Given exercise: Rewrite the rows below as a numbered list, starting at the line that contains "the bird tail" and running through the final line of the rows, both ends included. Leave out any blank lines.

Records to process:
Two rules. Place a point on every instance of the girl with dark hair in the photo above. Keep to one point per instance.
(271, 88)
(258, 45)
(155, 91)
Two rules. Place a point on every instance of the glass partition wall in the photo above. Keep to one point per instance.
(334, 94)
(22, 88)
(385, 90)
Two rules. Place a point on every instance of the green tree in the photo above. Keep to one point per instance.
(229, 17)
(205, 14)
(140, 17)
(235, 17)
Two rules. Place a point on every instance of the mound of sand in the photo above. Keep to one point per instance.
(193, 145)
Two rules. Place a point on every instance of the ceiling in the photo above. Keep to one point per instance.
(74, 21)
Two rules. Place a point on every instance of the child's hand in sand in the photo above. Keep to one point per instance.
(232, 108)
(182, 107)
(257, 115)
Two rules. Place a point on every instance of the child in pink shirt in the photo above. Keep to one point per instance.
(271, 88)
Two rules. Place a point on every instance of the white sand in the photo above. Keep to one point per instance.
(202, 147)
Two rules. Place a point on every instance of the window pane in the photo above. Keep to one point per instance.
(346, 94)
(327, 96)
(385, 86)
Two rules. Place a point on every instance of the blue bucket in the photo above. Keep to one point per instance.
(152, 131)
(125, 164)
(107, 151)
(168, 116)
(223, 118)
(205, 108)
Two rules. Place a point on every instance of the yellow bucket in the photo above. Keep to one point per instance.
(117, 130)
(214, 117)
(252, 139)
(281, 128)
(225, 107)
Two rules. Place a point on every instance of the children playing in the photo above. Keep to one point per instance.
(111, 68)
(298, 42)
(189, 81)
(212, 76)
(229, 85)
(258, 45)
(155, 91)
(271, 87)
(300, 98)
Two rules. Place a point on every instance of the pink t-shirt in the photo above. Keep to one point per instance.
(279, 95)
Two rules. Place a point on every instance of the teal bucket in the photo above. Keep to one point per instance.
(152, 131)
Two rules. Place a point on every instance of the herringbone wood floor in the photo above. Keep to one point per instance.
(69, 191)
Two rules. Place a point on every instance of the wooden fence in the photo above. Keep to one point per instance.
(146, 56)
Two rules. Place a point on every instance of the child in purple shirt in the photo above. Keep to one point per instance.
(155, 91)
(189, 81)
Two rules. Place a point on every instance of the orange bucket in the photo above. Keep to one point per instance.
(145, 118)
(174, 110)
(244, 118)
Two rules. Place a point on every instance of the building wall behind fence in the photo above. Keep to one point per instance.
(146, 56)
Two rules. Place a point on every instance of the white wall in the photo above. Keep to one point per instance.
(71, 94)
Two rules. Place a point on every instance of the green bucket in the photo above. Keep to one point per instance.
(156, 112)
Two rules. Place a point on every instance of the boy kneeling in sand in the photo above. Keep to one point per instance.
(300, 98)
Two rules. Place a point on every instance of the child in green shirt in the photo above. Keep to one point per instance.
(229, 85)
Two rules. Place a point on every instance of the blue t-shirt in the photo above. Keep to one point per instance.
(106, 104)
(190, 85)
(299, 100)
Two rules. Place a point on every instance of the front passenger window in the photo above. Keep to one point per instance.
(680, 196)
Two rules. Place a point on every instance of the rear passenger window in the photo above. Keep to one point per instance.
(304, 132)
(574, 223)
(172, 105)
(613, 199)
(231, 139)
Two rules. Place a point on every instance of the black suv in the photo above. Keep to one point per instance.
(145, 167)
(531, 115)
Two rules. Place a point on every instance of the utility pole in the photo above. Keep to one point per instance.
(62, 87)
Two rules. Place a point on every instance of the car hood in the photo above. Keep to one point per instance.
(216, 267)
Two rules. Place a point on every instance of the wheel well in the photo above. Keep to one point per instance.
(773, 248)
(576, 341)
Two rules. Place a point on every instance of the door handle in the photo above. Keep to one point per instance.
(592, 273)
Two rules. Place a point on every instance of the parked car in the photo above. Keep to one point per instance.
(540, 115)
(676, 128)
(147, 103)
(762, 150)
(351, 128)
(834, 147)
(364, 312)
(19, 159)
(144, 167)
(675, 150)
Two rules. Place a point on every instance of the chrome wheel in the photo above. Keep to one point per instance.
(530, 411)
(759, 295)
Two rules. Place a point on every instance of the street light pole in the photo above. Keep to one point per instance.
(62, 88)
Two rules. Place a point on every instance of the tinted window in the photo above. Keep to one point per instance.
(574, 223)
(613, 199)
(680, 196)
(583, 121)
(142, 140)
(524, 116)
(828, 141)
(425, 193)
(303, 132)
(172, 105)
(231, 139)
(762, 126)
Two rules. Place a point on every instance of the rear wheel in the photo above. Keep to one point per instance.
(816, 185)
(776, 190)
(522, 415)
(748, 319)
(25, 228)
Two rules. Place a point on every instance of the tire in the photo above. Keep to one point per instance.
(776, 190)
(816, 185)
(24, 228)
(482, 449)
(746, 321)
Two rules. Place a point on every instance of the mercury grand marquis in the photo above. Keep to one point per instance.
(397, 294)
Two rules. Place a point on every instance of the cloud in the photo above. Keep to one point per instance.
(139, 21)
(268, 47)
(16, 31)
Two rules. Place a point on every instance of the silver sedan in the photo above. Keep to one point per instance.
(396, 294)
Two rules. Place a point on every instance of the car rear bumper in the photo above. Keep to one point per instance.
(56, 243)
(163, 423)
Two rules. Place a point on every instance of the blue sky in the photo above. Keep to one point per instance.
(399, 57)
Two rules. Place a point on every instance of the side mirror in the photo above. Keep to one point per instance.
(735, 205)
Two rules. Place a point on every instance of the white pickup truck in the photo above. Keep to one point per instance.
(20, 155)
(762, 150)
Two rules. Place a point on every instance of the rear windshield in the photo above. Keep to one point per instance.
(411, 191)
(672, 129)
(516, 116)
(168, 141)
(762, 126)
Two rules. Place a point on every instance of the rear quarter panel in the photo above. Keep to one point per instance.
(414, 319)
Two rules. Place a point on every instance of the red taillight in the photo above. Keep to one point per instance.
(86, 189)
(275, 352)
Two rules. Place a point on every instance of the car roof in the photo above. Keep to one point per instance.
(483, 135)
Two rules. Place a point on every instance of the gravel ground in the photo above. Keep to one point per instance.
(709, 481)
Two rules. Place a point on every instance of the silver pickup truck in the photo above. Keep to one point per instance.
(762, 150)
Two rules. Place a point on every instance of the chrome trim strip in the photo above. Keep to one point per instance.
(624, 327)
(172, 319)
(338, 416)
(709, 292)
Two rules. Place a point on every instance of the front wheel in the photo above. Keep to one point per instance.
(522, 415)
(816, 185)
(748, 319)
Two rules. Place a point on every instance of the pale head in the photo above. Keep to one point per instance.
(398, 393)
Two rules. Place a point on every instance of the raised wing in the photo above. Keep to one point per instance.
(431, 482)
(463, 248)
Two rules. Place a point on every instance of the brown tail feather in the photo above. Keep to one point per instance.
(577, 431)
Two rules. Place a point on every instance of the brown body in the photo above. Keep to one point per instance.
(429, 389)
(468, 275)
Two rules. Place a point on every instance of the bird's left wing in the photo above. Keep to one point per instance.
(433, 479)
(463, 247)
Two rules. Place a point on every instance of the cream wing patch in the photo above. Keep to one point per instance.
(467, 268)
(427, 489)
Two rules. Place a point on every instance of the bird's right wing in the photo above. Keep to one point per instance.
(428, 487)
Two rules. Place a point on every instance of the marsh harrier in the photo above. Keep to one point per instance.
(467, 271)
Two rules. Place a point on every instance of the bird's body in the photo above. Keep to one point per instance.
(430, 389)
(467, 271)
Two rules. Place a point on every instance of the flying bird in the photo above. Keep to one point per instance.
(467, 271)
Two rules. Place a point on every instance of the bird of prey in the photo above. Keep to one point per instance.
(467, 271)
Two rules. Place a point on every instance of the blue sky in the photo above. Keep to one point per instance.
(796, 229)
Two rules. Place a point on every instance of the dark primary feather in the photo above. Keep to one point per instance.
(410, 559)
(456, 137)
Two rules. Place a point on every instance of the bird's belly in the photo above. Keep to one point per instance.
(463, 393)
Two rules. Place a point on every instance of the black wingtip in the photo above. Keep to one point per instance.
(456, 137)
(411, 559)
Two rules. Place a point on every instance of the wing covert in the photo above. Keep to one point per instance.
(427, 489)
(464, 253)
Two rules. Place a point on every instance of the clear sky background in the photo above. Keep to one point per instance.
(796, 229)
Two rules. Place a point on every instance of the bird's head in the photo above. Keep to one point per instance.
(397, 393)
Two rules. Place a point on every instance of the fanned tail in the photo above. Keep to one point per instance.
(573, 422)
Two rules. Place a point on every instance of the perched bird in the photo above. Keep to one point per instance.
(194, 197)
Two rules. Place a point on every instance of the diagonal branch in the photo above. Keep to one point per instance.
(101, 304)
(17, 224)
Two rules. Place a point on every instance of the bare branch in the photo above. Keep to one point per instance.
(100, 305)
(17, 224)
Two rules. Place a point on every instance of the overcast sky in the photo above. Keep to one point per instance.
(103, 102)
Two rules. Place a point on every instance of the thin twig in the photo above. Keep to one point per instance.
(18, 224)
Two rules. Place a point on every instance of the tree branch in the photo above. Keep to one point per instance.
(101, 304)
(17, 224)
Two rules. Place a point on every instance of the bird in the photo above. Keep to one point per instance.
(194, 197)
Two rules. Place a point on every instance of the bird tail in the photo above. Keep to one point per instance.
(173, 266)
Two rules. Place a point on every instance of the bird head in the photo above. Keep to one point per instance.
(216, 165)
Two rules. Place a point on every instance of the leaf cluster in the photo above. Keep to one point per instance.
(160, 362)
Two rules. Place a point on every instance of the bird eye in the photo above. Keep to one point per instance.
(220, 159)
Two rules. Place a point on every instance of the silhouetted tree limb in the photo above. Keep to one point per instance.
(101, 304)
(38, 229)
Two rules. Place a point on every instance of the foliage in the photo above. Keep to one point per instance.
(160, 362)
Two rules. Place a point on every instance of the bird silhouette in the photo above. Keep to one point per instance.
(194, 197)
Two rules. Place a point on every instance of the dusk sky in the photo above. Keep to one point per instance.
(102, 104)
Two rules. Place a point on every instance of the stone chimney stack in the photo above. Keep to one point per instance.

Solved problem:
1. Two rules. Place a point on every instance of the bird tail in the photo above. Keep to one point per instance.
2. (173, 266)
3. Two rules. Place a point on every instance of the bird head in the photo above. Keep to one point per instance.
4. (216, 165)
5. Two rules. Place a point on every instance of the leaf cluster in the photo above. Keep to one point per instance.
6. (160, 362)
7. Two rules. Place a point on every instance of the bird eye in the photo above. Keep to one point per instance.
8. (220, 159)
9. Two rules. Place a point on every instance of the silhouetted tree limb in the photo above. Keep to one point per instance.
10. (101, 304)
11. (38, 229)
12. Two rules. Place a point on every instance of the foliage in the photo above. Keep to one point per instance.
13. (160, 362)
14. Two rules. Place a point on every instance of the bird silhouette in the photo above. Keep to one point per instance.
15. (194, 197)
16. Two rules. Place a point on every instance of the dusk sky in the photo above. Keep to one point per instance.
17. (102, 104)
18. Two rules. Place a point on every instance of the stone chimney stack in the photo above. Keep to one point per instance.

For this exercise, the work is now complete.